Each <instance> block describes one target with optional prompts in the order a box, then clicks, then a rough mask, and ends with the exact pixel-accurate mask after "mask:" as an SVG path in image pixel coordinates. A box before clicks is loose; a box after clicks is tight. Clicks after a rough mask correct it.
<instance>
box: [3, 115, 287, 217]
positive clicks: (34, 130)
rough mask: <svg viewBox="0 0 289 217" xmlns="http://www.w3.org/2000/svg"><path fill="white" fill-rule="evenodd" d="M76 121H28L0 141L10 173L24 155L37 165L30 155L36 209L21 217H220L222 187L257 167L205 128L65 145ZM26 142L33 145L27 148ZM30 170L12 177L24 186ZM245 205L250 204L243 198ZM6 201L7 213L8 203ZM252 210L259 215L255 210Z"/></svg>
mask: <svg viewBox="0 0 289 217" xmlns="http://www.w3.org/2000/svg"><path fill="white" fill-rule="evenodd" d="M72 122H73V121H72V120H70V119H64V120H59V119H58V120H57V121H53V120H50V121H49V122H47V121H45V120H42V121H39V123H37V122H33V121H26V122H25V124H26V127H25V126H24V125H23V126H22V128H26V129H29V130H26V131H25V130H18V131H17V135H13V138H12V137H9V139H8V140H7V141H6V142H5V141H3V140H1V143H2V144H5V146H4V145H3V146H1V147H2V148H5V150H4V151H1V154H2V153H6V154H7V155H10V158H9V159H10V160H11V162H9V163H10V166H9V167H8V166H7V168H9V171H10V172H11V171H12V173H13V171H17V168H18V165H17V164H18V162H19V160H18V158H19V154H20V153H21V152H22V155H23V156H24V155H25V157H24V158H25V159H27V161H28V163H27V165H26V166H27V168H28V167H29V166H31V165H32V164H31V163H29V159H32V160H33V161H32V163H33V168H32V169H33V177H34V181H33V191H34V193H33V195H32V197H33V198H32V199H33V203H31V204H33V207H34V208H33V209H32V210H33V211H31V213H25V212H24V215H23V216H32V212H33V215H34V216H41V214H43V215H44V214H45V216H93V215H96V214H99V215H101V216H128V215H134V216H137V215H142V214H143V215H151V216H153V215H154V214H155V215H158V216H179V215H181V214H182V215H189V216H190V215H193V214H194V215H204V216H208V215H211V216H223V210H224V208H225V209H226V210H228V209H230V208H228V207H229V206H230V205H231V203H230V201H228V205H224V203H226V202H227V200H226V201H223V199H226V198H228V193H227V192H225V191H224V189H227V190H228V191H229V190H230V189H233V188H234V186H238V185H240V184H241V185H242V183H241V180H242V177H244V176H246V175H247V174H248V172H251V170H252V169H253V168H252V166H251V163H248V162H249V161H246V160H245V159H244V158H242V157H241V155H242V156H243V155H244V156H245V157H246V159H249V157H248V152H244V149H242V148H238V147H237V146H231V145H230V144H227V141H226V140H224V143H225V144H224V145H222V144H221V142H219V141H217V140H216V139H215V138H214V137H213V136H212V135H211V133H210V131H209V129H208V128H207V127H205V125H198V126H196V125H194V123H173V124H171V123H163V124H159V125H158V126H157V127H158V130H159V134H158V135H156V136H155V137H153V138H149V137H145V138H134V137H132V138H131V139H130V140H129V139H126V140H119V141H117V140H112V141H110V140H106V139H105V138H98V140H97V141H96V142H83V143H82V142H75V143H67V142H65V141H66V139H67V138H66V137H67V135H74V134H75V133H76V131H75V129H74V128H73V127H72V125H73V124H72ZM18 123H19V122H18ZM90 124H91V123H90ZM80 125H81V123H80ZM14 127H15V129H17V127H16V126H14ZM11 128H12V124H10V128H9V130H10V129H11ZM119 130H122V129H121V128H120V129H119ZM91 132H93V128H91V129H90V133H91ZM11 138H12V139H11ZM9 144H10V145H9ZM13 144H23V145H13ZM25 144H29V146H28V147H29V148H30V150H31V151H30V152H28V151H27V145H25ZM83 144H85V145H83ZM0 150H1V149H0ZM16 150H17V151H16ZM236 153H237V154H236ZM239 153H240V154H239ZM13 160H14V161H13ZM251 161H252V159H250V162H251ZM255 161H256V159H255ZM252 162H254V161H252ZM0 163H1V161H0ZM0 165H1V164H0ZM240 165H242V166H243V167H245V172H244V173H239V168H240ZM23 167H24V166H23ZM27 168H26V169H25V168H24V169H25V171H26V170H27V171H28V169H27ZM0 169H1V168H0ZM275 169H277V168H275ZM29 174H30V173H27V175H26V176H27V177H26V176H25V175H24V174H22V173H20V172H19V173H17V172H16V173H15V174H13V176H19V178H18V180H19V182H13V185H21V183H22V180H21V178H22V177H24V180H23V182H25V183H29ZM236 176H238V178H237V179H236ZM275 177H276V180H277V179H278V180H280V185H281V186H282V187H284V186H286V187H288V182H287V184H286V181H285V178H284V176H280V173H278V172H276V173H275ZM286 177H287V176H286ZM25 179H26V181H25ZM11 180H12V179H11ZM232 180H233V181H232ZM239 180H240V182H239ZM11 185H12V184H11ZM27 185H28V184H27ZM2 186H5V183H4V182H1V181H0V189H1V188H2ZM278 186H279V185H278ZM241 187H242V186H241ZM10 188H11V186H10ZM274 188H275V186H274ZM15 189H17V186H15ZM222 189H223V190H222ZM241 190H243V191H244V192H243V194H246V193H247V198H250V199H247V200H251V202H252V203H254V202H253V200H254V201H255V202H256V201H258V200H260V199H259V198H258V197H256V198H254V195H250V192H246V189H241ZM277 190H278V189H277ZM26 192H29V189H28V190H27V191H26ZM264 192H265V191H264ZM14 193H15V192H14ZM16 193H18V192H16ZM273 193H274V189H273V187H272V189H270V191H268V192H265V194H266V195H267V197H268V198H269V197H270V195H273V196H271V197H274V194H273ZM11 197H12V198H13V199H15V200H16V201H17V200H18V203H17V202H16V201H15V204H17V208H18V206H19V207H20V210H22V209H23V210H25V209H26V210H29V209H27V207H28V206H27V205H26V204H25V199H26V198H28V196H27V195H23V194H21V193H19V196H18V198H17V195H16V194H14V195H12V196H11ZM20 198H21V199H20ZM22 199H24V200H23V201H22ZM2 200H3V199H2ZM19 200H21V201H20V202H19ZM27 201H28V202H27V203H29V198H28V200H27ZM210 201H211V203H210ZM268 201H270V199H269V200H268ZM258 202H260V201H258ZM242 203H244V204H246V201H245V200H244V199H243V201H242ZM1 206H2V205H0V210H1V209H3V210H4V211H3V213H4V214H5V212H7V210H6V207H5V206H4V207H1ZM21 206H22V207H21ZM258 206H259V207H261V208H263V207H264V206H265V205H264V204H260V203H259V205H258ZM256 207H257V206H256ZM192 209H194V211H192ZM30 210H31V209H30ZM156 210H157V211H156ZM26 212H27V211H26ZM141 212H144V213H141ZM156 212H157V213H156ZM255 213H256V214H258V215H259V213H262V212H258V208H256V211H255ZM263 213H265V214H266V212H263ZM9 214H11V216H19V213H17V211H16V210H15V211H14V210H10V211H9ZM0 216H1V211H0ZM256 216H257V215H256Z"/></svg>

*****

Directions for this task >> Copy all of the data above, character for character.

Exercise output >>
Each <instance> block describes one target with optional prompts in the order a box, then clicks, then a rough mask, and ends with the exact pixel-accurate mask after "mask:" as an SVG path in image pixel coordinates. A box before clicks is loose; a box after clicks is tight. Clicks after a rough mask correct it.
<instance>
box: [3, 115, 287, 217]
positive clicks: (34, 130)
rough mask: <svg viewBox="0 0 289 217" xmlns="http://www.w3.org/2000/svg"><path fill="white" fill-rule="evenodd" d="M76 121H28L0 141L10 173L24 155L37 165L30 155L36 209L21 217H220L222 187L257 167L205 128L65 145ZM26 142L33 145L27 148ZM30 170L12 177L24 186ZM245 205L250 204L243 198ZM6 201L7 213L8 203ZM252 210L259 215L255 210Z"/></svg>
mask: <svg viewBox="0 0 289 217" xmlns="http://www.w3.org/2000/svg"><path fill="white" fill-rule="evenodd" d="M72 122H73V121H72V120H70V119H64V120H59V119H58V120H57V121H53V120H50V121H49V122H47V121H45V120H42V121H39V123H37V122H33V121H26V122H25V124H26V127H25V126H24V125H23V126H22V128H26V129H29V130H26V131H25V130H18V131H17V135H13V138H12V137H9V139H8V140H7V141H6V142H5V141H3V140H1V143H2V144H5V146H4V145H3V146H1V147H2V148H5V150H4V151H1V154H2V153H6V154H7V155H10V158H9V159H10V160H11V162H9V163H10V166H9V167H8V166H7V168H9V171H10V172H11V171H12V173H13V171H17V168H18V165H17V164H18V162H19V160H18V158H19V154H20V153H21V152H22V155H23V156H24V155H25V157H24V158H25V159H27V161H28V163H27V165H26V166H27V168H28V167H29V166H31V165H32V164H31V163H29V159H32V160H33V161H32V163H33V168H32V169H33V177H34V181H33V191H34V193H33V195H32V197H33V198H32V199H33V203H31V204H33V207H34V208H33V209H32V210H33V211H31V213H25V212H24V215H23V216H32V212H33V215H34V216H41V214H43V215H44V214H45V216H93V215H96V214H99V215H101V216H128V215H134V216H137V215H142V214H143V215H151V216H153V215H154V214H155V215H158V216H179V215H181V214H182V215H189V216H190V215H193V214H194V215H204V216H208V215H211V216H223V210H224V208H225V209H226V210H228V209H230V208H228V207H229V206H230V205H231V203H230V201H228V205H224V203H226V202H227V200H226V201H223V199H226V198H228V193H227V192H225V191H224V189H227V190H228V191H229V190H230V189H233V188H234V186H238V185H240V184H241V185H242V183H241V180H242V177H244V176H246V175H247V174H248V172H251V170H252V169H253V168H252V166H251V163H248V162H249V161H246V160H245V159H244V158H242V157H241V155H242V156H243V155H244V156H245V157H246V159H249V157H248V152H244V149H242V148H238V147H237V146H231V145H230V144H227V141H226V140H224V143H225V144H224V145H222V144H221V142H219V141H217V140H216V139H215V138H214V137H213V136H212V135H211V133H210V131H209V129H208V128H207V127H205V125H198V126H196V125H194V123H173V124H171V123H163V124H159V125H158V126H157V127H158V130H159V134H158V135H156V136H155V137H153V138H149V137H145V138H134V137H132V138H131V139H130V140H129V139H126V140H119V141H117V140H112V141H110V140H106V139H105V138H98V140H97V141H96V142H83V143H82V142H75V143H67V142H65V141H66V139H67V138H66V137H67V135H74V134H75V133H76V131H75V129H74V128H73V127H72V125H73V124H72ZM18 123H19V122H18ZM90 124H91V123H90ZM80 125H81V123H80ZM14 127H15V129H17V127H16V126H14ZM11 128H12V124H10V128H9V130H10V129H11ZM119 130H122V129H121V128H120V129H119ZM91 132H93V128H91V129H90V133H91ZM11 138H12V139H11ZM9 144H10V145H9ZM13 144H23V145H13ZM25 144H29V146H28V147H29V148H30V150H31V151H30V152H28V151H27V145H25ZM83 144H85V145H83ZM0 150H1V149H0ZM16 150H17V151H16ZM236 153H237V154H236ZM239 153H240V154H239ZM13 160H14V161H13ZM251 161H252V159H250V162H251ZM255 161H256V159H255ZM252 162H254V161H252ZM0 163H1V161H0ZM0 165H1V164H0ZM240 165H242V166H243V167H245V172H244V173H239V168H240ZM23 167H24V166H23ZM27 168H26V169H25V168H24V169H25V171H26V170H27V171H28V169H27ZM0 169H1V168H0ZM275 169H277V168H275ZM29 174H30V173H27V175H26V176H27V177H26V176H25V175H24V174H22V173H20V172H19V173H17V172H16V173H15V174H13V176H19V178H18V180H19V182H13V185H21V183H22V180H21V178H22V177H24V180H23V182H25V183H29ZM236 176H238V178H237V179H236ZM275 177H276V180H277V179H278V180H280V185H281V186H282V187H284V186H286V187H288V182H287V184H286V181H285V178H284V176H280V173H278V172H276V173H275ZM286 177H287V176H286ZM25 179H26V181H25ZM11 180H12V179H11ZM232 180H233V181H232ZM239 180H240V182H239ZM11 185H12V184H11ZM27 185H28V184H27ZM2 186H5V183H4V182H1V181H0V189H1V188H2ZM278 186H279V185H278ZM241 187H242V186H241ZM10 188H11V186H10ZM274 188H275V186H274ZM15 189H17V186H15ZM222 189H223V190H222ZM241 190H243V191H244V192H243V194H246V193H247V198H250V199H247V200H251V202H252V203H254V202H253V200H254V201H255V202H256V201H258V200H260V199H259V198H258V197H256V198H254V195H250V192H246V189H241ZM277 190H278V189H277ZM26 192H29V189H28V190H27V191H26ZM264 192H265V191H264ZM14 193H15V192H14ZM16 193H18V192H16ZM273 193H274V189H273V187H272V189H270V191H268V192H265V194H266V195H267V197H268V198H269V197H270V195H273V196H271V197H274V194H273ZM11 197H12V198H13V199H15V200H16V201H17V200H18V203H17V202H16V201H15V204H17V208H18V206H19V207H20V210H22V209H23V210H25V209H26V210H29V209H27V207H28V206H27V205H26V204H25V199H26V198H28V196H27V195H23V194H21V193H19V196H18V198H17V195H16V194H14V195H12V196H11ZM20 198H21V199H20ZM22 199H24V200H23V201H22ZM2 200H3V199H2ZM19 200H21V201H20V202H19ZM27 201H28V202H27V203H29V198H28V200H27ZM210 201H211V203H210ZM268 201H270V199H269V200H268ZM258 202H260V201H258ZM242 203H244V204H246V201H245V200H244V199H243V201H242ZM1 206H2V205H0V210H1V209H3V210H4V211H3V213H4V214H5V212H7V210H6V207H5V206H4V207H1ZM21 206H22V207H21ZM258 206H259V207H261V208H263V207H264V206H265V205H264V204H260V203H259V205H258ZM256 207H257V206H256ZM192 209H194V211H192ZM30 210H31V209H30ZM156 210H157V211H156ZM26 212H27V211H26ZM141 212H144V213H141ZM156 212H157V213H156ZM255 213H256V214H258V215H259V213H262V212H258V208H256V211H255ZM263 213H265V214H266V212H263ZM9 214H11V216H19V213H17V211H16V210H15V211H14V210H10V211H9ZM0 216H1V211H0ZM256 216H257V215H256Z"/></svg>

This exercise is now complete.